_Records shown_

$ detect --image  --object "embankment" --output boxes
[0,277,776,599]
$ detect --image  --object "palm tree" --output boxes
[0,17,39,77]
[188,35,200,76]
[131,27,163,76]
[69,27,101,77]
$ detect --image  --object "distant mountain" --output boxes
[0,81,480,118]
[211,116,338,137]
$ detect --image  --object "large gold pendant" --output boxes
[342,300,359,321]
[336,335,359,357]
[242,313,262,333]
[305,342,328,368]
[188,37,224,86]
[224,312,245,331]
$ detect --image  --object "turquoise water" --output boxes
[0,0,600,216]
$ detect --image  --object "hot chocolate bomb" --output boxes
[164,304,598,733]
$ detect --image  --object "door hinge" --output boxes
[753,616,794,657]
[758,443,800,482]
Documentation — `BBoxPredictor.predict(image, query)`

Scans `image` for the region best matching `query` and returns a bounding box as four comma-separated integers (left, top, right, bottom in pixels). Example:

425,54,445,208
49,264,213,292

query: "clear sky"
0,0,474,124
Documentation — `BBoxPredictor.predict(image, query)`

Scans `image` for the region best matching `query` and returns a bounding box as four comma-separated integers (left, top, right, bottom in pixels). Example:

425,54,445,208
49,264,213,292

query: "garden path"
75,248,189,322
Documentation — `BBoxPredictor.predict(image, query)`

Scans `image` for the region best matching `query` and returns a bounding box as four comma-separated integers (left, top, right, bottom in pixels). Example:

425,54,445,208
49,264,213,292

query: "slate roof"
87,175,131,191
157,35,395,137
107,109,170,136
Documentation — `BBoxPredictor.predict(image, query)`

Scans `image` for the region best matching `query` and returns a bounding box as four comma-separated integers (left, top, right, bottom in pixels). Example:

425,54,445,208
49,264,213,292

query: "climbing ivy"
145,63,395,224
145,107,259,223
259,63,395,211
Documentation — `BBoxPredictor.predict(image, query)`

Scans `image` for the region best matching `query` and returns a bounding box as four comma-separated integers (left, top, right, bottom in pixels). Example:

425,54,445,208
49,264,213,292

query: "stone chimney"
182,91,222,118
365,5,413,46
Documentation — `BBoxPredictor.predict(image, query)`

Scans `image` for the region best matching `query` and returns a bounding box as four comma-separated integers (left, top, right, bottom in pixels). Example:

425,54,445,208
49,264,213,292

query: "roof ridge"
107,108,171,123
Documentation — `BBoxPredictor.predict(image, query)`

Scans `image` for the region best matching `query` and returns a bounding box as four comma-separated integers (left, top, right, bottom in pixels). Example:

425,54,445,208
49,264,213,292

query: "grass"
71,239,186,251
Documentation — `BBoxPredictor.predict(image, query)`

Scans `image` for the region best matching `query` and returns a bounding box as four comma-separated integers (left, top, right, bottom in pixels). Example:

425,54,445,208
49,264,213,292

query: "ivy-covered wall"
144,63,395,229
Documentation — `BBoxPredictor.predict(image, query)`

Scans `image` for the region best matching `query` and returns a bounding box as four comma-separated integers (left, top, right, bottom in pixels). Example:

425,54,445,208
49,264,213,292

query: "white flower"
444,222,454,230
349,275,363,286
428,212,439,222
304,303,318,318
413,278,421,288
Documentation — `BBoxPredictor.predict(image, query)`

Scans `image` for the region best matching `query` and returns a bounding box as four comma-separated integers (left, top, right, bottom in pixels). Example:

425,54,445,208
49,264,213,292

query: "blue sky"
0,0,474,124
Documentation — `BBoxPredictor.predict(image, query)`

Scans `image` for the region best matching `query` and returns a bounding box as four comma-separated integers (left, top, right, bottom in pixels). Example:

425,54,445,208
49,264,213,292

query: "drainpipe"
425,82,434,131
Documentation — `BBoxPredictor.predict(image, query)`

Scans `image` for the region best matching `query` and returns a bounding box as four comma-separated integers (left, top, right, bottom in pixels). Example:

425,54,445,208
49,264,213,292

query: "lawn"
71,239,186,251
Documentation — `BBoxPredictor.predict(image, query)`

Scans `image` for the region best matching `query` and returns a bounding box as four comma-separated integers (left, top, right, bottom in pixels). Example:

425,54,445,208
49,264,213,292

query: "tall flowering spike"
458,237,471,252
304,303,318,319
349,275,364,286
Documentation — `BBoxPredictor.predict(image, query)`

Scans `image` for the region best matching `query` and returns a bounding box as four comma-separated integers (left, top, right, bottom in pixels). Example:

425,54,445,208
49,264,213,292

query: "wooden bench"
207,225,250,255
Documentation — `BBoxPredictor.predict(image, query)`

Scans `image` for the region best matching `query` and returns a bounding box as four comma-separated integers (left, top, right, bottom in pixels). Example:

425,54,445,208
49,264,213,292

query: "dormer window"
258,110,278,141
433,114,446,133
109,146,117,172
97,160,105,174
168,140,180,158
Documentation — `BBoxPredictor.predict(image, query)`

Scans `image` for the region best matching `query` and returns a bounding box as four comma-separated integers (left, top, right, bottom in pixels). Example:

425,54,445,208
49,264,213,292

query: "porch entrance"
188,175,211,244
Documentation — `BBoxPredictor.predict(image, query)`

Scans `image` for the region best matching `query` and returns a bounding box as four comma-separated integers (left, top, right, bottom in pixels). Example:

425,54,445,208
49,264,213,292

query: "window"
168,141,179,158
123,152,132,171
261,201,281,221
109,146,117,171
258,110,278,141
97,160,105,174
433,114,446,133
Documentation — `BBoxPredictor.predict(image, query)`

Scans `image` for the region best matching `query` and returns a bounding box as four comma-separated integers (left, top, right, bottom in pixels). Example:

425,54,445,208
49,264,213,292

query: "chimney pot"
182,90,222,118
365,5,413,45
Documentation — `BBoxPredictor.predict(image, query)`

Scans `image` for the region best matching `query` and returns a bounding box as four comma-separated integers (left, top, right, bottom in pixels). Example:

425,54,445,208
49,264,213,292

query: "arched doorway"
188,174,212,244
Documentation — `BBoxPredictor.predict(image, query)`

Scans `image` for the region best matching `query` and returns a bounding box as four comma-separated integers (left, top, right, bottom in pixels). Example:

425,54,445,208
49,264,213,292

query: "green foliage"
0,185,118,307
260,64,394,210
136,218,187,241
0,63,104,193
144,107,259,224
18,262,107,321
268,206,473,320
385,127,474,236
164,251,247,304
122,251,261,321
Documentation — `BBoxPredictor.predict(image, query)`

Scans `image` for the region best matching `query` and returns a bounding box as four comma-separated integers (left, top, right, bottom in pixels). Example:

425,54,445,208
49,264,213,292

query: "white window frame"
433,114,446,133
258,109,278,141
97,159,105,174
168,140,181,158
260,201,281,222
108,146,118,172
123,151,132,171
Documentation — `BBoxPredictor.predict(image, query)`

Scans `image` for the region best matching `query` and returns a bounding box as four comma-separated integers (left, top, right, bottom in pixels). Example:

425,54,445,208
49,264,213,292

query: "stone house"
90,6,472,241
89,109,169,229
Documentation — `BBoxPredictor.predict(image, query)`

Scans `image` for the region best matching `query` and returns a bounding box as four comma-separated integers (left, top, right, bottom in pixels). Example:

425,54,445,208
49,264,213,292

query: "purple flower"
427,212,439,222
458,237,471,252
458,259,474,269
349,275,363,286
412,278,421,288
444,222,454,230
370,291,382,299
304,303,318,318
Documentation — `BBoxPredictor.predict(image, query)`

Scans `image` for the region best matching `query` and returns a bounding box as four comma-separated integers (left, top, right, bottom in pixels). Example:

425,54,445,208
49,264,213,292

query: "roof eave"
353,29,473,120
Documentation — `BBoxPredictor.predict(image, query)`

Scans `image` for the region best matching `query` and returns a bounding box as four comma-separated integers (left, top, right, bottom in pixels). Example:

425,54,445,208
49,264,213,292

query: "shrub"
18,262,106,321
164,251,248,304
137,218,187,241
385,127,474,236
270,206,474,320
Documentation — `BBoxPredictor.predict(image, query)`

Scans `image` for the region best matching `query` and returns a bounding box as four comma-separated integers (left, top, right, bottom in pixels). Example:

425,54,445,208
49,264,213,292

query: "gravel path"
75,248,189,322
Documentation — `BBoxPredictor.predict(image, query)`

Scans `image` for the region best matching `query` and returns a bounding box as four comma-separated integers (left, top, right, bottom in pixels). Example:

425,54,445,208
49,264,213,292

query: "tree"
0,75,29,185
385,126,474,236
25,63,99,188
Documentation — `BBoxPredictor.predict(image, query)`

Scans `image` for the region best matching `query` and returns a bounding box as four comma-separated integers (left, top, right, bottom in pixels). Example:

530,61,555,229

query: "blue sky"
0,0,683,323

_Exercise aim_
Reproduce the items from the very first line through the line that contains "[224,312,245,331]", with "coconut palm" substituted for "palm tree" and nothing else changed. Give only those lines.

_Reply to the task_
$ detect --image  --object "embankment" --output boxes
[0,277,776,599]
$ detect --image  --object "coconut palm" --output boxes
[0,17,39,77]
[188,35,200,76]
[131,27,163,76]
[69,27,101,77]
$ detect --image  --object "distant mountain" --output boxes
[0,81,480,118]
[211,116,338,137]
$ detect --image  --object "large gold pendant" --output boxes
[342,300,359,321]
[336,335,359,357]
[242,313,262,333]
[305,342,328,368]
[188,37,224,86]
[224,312,245,331]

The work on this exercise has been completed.